> [Exercise inputs]:
'''

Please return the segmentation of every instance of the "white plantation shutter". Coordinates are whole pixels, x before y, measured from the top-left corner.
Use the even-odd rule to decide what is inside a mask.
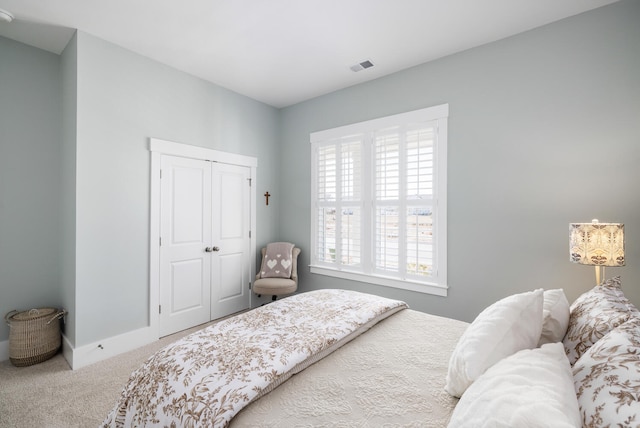
[[[336,200],[336,146],[320,147],[318,152],[318,200]]]
[[[407,131],[407,199],[433,198],[433,145],[435,123]]]
[[[311,135],[313,273],[446,295],[447,116]]]
[[[434,259],[434,145],[437,123],[408,130],[407,141],[407,276],[432,277]]]
[[[340,175],[341,217],[338,254],[343,266],[360,264],[360,204],[362,195],[362,136],[345,139],[341,144]]]
[[[400,135],[397,128],[378,131],[373,138],[375,153],[375,262],[385,274],[399,272]]]
[[[346,140],[341,144],[340,175],[343,201],[359,202],[361,195],[362,138]]]
[[[342,209],[340,262],[344,266],[360,264],[360,215],[360,207]]]
[[[335,200],[337,193],[336,178],[336,145],[322,146],[317,155],[317,188],[318,200],[317,224],[318,247],[316,253],[319,261],[333,262],[335,254],[326,249],[335,247]],[[332,227],[333,226],[333,227]]]
[[[398,200],[400,197],[400,135],[381,132],[375,135],[376,200]]]
[[[316,254],[332,265],[360,264],[362,136],[317,147]]]
[[[375,211],[375,268],[387,274],[399,272],[400,236],[398,208],[393,206],[379,207]]]
[[[433,121],[375,133],[375,268],[380,272],[433,276],[436,132]]]

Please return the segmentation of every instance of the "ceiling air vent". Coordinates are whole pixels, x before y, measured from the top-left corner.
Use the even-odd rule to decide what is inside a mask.
[[[370,68],[373,67],[373,63],[369,60],[366,61],[362,61],[361,63],[358,63],[356,65],[352,65],[351,66],[351,71],[360,71],[360,70],[364,70],[365,68]]]

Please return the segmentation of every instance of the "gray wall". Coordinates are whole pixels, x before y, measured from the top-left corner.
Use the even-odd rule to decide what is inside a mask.
[[[278,195],[277,109],[83,32],[61,56],[0,53],[3,315],[62,306],[74,346],[148,325],[149,137],[256,157],[258,195]],[[262,246],[279,208],[256,207]]]
[[[148,137],[257,157],[258,245],[302,248],[302,290],[465,320],[535,287],[573,299],[594,279],[568,223],[597,217],[626,224],[608,273],[640,306],[638,22],[623,1],[280,111],[86,33],[60,57],[0,38],[0,313],[63,305],[75,346],[147,325]],[[309,133],[441,103],[449,297],[309,274]]]
[[[148,325],[149,137],[258,158],[277,183],[278,111],[77,34],[75,345]],[[260,199],[258,200],[258,202]],[[277,212],[258,203],[257,242]]]
[[[0,37],[0,315],[60,305],[60,62]],[[0,322],[0,341],[9,329]]]
[[[309,133],[449,103],[446,298],[312,275],[472,320],[510,293],[594,285],[570,222],[624,222],[625,293],[640,307],[640,2],[624,1],[282,111],[281,231],[309,263]],[[365,71],[366,72],[366,71]]]

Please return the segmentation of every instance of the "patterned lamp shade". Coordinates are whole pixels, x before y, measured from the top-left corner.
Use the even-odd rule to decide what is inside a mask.
[[[591,266],[624,266],[624,224],[571,223],[570,261]]]

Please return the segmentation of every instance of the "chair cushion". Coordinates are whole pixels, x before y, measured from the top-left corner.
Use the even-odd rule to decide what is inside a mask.
[[[293,244],[272,242],[262,258],[261,278],[291,278]]]
[[[262,278],[253,282],[253,292],[279,296],[290,294],[298,288],[296,282],[288,278]]]

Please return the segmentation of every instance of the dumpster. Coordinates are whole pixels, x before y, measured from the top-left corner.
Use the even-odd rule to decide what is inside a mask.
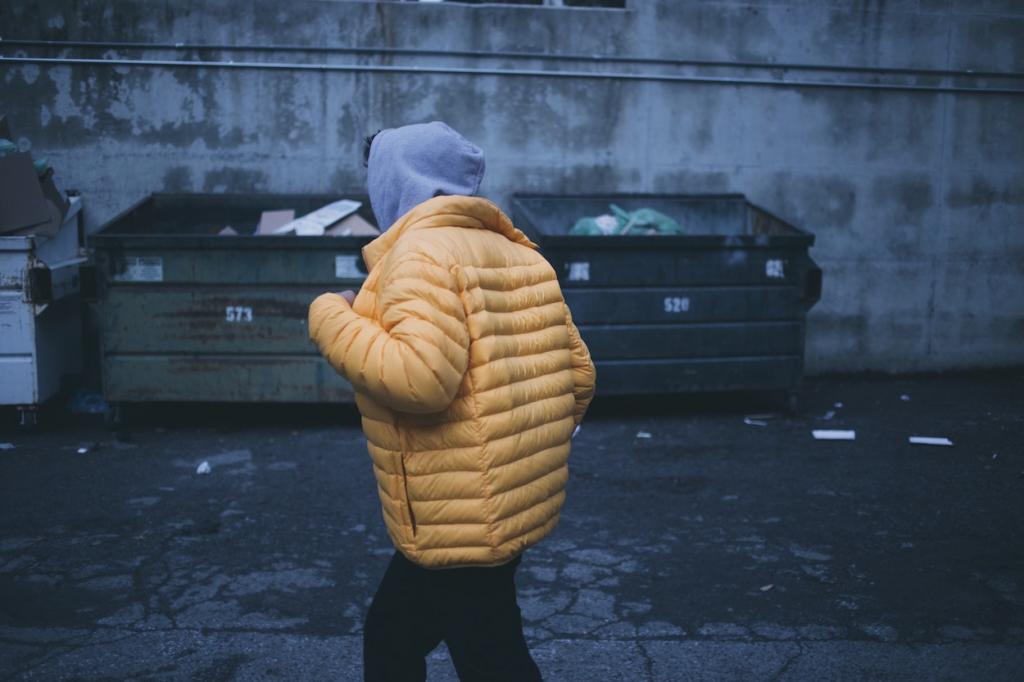
[[[571,235],[577,219],[653,208],[679,235]],[[516,226],[555,267],[602,394],[785,391],[796,408],[814,236],[742,195],[517,195]]]
[[[357,194],[153,194],[90,236],[111,417],[146,401],[351,402],[306,313],[324,291],[358,289],[372,237],[253,234],[263,211],[301,216],[339,196],[375,224]]]
[[[22,426],[82,369],[81,207],[69,197],[53,237],[0,237],[0,405],[17,407]]]

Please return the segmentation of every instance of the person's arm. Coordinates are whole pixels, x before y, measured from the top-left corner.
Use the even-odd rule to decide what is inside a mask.
[[[469,331],[450,271],[407,255],[381,278],[381,323],[338,294],[309,307],[309,336],[356,390],[399,412],[448,407],[469,365]]]
[[[569,349],[572,352],[572,378],[573,394],[576,396],[575,419],[578,426],[583,421],[583,415],[590,406],[594,397],[594,387],[597,383],[597,372],[594,369],[594,362],[590,359],[590,350],[580,336],[580,330],[572,321],[572,313],[569,306],[565,306],[565,324],[569,328]]]

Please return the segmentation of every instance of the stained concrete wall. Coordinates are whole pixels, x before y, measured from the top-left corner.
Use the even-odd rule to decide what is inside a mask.
[[[825,271],[825,292],[808,324],[810,371],[1024,362],[1024,96],[950,90],[1024,89],[1024,78],[1015,75],[1024,72],[1024,5],[628,5],[618,11],[11,0],[0,9],[0,50],[6,57],[415,64],[733,80],[7,62],[0,63],[3,108],[34,150],[52,159],[64,186],[82,190],[93,225],[153,191],[358,187],[363,135],[430,119],[451,123],[486,150],[483,191],[505,205],[516,191],[742,192],[817,235],[812,253]],[[219,47],[194,47],[200,44]],[[259,45],[305,49],[251,48]],[[330,46],[544,56],[313,49]],[[571,54],[733,64],[558,58]],[[966,70],[975,73],[936,73]],[[940,89],[804,87],[783,80]]]

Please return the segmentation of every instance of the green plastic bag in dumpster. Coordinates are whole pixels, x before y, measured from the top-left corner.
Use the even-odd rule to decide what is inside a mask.
[[[679,223],[653,208],[626,211],[610,204],[614,215],[599,215],[594,218],[580,218],[569,230],[573,235],[648,235],[683,234]]]

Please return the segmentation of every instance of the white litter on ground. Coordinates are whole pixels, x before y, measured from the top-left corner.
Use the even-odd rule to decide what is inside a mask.
[[[843,409],[843,404],[842,403],[836,403],[832,407],[836,408],[837,410],[841,410],[841,409]]]
[[[573,432],[572,432],[572,437],[573,437],[573,438],[575,438],[575,437],[576,437],[576,434],[577,434],[577,433],[579,433],[579,432],[580,432],[580,425],[579,425],[579,424],[577,424],[577,425],[576,425],[576,428],[575,428],[575,429],[573,429]]]
[[[768,426],[768,422],[762,419],[754,419],[753,417],[744,417],[743,423],[747,426]]]
[[[904,393],[903,395],[900,396],[900,400],[902,400],[905,403],[909,403],[910,402],[910,396],[907,395],[906,393]]]
[[[14,443],[0,443],[0,450],[13,450]]]
[[[767,592],[768,590],[772,589],[773,587],[775,587],[774,583],[770,583],[768,585],[761,585],[760,589],[761,589],[762,592]]]
[[[814,429],[811,435],[815,440],[857,440],[856,431],[840,431],[835,429]]]
[[[832,419],[832,417],[834,417],[834,416],[836,416],[836,411],[835,410],[829,410],[825,414],[821,415],[821,418],[824,419],[825,421],[828,421],[829,419]]]
[[[651,434],[648,433],[647,431],[637,431],[636,432],[636,437],[637,438],[650,438]]]
[[[199,464],[199,466],[196,467],[197,474],[208,474],[211,471],[213,471],[213,467],[211,467],[210,463],[207,462],[205,459]]]
[[[911,436],[910,442],[914,445],[945,445],[950,446],[953,444],[948,438],[936,438],[933,436]]]

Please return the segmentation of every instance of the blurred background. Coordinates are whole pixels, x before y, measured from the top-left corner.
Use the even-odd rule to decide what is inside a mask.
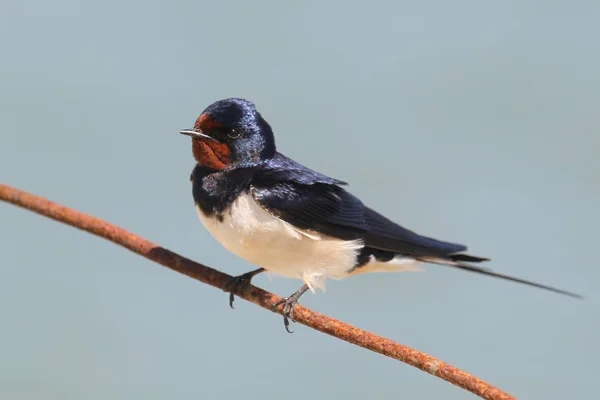
[[[594,1],[3,0],[0,181],[246,272],[198,221],[177,134],[245,97],[280,151],[376,210],[588,297],[426,265],[302,304],[519,398],[592,398],[599,18]],[[0,253],[4,399],[474,397],[4,203]]]

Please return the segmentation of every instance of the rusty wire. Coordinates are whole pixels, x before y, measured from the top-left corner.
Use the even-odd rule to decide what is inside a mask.
[[[229,275],[180,256],[99,218],[2,184],[0,184],[0,199],[55,221],[62,222],[110,240],[119,246],[125,247],[126,249],[167,268],[223,291],[227,291],[225,289],[225,284],[231,278]],[[250,301],[267,310],[272,310],[271,305],[279,300],[278,296],[252,285],[246,286],[241,292],[237,290],[236,294],[240,298]],[[275,312],[280,314],[281,308],[278,308]],[[481,379],[432,356],[384,337],[355,328],[344,322],[309,310],[306,307],[300,305],[296,307],[295,320],[300,324],[334,336],[338,339],[342,339],[348,343],[355,344],[412,365],[413,367],[419,368],[433,376],[437,376],[453,385],[468,390],[481,398],[491,400],[514,399],[513,396]]]

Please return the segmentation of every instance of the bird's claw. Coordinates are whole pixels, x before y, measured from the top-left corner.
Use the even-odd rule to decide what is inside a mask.
[[[294,331],[290,330],[290,321],[296,322],[294,319],[294,307],[298,304],[298,299],[293,296],[283,297],[281,300],[273,303],[273,310],[283,304],[283,309],[281,310],[281,314],[283,315],[283,325],[285,326],[285,330],[288,333],[294,333]]]
[[[234,276],[229,281],[227,281],[227,283],[225,284],[225,289],[229,290],[229,307],[235,309],[235,307],[233,306],[233,301],[235,300],[234,292],[238,291],[239,289],[245,286],[248,286],[252,282],[252,278],[254,277],[254,275],[257,275],[263,271],[264,269],[259,268],[254,271],[246,272],[242,275]]]
[[[291,296],[283,297],[280,300],[273,303],[273,310],[275,310],[277,307],[283,304],[281,315],[283,315],[283,325],[285,326],[285,330],[288,333],[294,333],[294,331],[290,331],[290,320],[292,322],[296,322],[296,320],[294,319],[294,307],[296,307],[296,304],[298,304],[298,299],[300,298],[300,296],[302,296],[307,290],[308,286],[304,285]]]

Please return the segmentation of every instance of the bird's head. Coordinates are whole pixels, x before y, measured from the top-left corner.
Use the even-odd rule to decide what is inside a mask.
[[[179,133],[192,138],[196,162],[216,171],[256,165],[275,154],[273,130],[252,102],[240,98],[209,105],[193,129]]]

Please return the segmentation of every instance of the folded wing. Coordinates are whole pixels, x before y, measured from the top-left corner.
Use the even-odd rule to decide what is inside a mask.
[[[501,278],[567,296],[580,295],[503,274],[469,263],[487,258],[463,253],[466,246],[421,236],[366,207],[338,181],[281,156],[276,165],[252,179],[256,201],[265,210],[301,229],[309,229],[343,240],[362,239],[365,250],[414,257],[417,260]]]
[[[281,176],[280,176],[281,178]],[[257,202],[301,229],[339,239],[362,239],[365,246],[409,256],[447,256],[466,250],[460,244],[421,236],[366,207],[356,196],[328,183],[285,181],[252,183]]]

'''

If a line above contains the string "wall", count it, then give the total and nothing else.

> [Finished task]:
2